> _What you have to do_:
With the pictures removed, the data below must be transcribed in full and exactly.
··· Supplied material ···
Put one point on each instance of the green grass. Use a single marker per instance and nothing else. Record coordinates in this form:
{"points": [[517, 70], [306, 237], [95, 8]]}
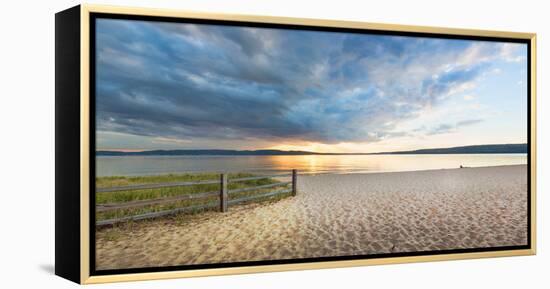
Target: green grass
{"points": [[135, 195]]}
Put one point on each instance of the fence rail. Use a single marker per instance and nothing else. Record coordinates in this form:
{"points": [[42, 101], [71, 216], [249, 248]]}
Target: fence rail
{"points": [[223, 196]]}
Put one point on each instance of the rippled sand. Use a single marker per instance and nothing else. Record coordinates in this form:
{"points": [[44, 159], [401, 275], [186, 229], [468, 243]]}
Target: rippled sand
{"points": [[335, 215]]}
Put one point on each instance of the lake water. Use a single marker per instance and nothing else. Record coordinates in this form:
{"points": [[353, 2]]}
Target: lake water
{"points": [[313, 164]]}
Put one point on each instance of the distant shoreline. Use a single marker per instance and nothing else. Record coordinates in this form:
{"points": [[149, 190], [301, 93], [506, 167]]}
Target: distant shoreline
{"points": [[475, 149]]}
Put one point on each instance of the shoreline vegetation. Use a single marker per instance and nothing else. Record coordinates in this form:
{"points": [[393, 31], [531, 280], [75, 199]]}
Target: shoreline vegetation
{"points": [[473, 149], [338, 215], [126, 196]]}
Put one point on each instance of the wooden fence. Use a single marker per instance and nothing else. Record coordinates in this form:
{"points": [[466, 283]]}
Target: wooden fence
{"points": [[223, 194]]}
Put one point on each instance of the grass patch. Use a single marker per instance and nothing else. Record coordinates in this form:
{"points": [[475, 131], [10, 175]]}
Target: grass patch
{"points": [[150, 194]]}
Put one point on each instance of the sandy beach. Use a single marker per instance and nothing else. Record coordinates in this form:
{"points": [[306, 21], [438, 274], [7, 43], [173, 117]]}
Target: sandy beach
{"points": [[336, 215]]}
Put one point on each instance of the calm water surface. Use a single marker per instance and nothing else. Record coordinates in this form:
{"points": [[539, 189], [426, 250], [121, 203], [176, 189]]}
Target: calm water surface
{"points": [[313, 164]]}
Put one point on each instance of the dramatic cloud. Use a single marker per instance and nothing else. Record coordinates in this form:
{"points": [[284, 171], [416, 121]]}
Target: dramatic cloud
{"points": [[179, 82]]}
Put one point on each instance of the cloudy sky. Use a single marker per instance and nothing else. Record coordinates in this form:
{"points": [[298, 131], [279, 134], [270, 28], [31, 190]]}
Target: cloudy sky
{"points": [[170, 85]]}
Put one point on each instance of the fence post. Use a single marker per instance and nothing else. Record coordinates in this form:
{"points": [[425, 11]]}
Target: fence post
{"points": [[223, 193], [294, 180]]}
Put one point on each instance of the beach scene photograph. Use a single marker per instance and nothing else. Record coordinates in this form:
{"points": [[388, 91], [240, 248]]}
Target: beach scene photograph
{"points": [[227, 144]]}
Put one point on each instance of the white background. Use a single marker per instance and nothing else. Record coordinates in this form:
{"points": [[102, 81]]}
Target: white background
{"points": [[27, 144]]}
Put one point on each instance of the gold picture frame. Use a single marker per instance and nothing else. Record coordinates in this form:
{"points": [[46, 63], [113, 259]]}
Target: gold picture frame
{"points": [[81, 241]]}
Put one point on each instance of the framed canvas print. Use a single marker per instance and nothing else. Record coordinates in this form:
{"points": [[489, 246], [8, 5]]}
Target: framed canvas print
{"points": [[193, 144]]}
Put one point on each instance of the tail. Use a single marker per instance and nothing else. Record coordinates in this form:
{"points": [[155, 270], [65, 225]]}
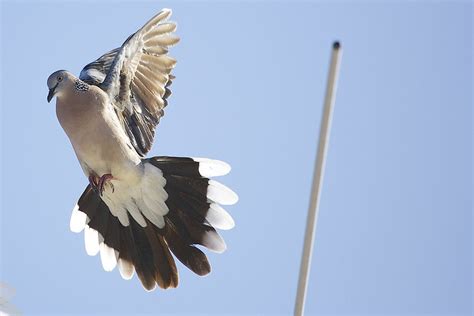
···
> _Task output_:
Put one point on each instance of the green grass. Use a single marker per instance and nothing else. Record coordinates in this form:
{"points": [[517, 70], [306, 237], [95, 8]]}
Target: green grass
{"points": [[135, 195]]}
Put one point on each instance of the fence rail. Use a single marker per instance and nothing else. Record coordinates in this form:
{"points": [[42, 101], [71, 216], [249, 248]]}
Target: fence rail
{"points": [[223, 196]]}
Put one point on each instance of the rippled sand. Use a single marker per instance and nothing else. Record coordinates in this form:
{"points": [[44, 159], [401, 275], [186, 229], [468, 243]]}
Target: rippled sand
{"points": [[335, 215]]}
Put one point on each instance of the lake water. Use a single marker per instance and nothing else. Record coordinates in this form:
{"points": [[353, 2]]}
Target: lake water
{"points": [[313, 164]]}
Put one point on each instance of the distant shoreline. Use a single marker per instance and nothing else. Record coordinates in this form:
{"points": [[149, 190], [301, 93], [506, 167]]}
Target: distant shoreline
{"points": [[475, 149]]}
Put one point on each instance of the shoreline vegetation. Use a single marker per instance and nothing else. Record coordinates in this form:
{"points": [[393, 31], [531, 280], [75, 199]]}
Target: shoreline vegetation
{"points": [[473, 149], [338, 215], [126, 196]]}
Put one point on each instance of the wooden fence. Use a single marker per instance and nothing else. Record coordinates in this form:
{"points": [[466, 283]]}
Target: wooden fence
{"points": [[223, 194]]}
Put one point on each instance of the grass patch. Use a single marker per instance and nothing else. Record coordinates in this form:
{"points": [[475, 131], [10, 175]]}
Target: grass patch
{"points": [[150, 194]]}
Put one point on each instance of the sandy beach. Use a single marker per instance and nothing else. Record coordinates in this form:
{"points": [[306, 21], [438, 274], [7, 43], [173, 117]]}
Target: sandy beach
{"points": [[336, 215]]}
Put one point on each instance of the calm water surface. Use a single marker per instance and nothing else. Record coordinates in this form:
{"points": [[539, 189], [426, 250], [121, 203], [176, 189]]}
Target: calm water surface
{"points": [[313, 164]]}
Put one point on each instance of the dramatic cloud. Use a single marker per instance and nothing else. Record coordinates in this form:
{"points": [[284, 171], [416, 121]]}
Target: dramatic cloud
{"points": [[179, 82]]}
Put one point on each instance of the cloudy sky. Use a single marker per instance and nothing else. Record coordinates in this form:
{"points": [[298, 131], [279, 134], [270, 28], [31, 190]]}
Target: cloudy sky
{"points": [[170, 85]]}
Put one point on each instance of the fence post. Use a single marker per instance and nothing else. Record coordinates in this form:
{"points": [[425, 11]]}
Target: fence post
{"points": [[223, 193], [294, 180]]}
Put one point on each instance of the beach scene photograph. Use a single marker per instance and nothing else. Record coordinates in this form:
{"points": [[388, 91], [240, 248]]}
Target: beach scene photograph
{"points": [[227, 144]]}
Put one point on each instance of the white background. Use a single marker per instance and nothing else. Record coordinates in this form:
{"points": [[102, 81]]}
Target: white background
{"points": [[27, 144]]}
Put one point on each instance of the gold picture frame. Use a single marker per instance and nothing else. Record coordinates in this form:
{"points": [[46, 63], [113, 259]]}
Target: gold picture frame
{"points": [[81, 241]]}
Put one point on each instance of the framed canvas print. Use a single marker per instance and nothing else. Record coordinates in this form:
{"points": [[489, 246], [8, 5]]}
Target: framed canvas print
{"points": [[193, 144]]}
Put one point on each instance of the tail. Use a single marker per instance and nothing else. Record coordinates in this form:
{"points": [[155, 270], [65, 225]]}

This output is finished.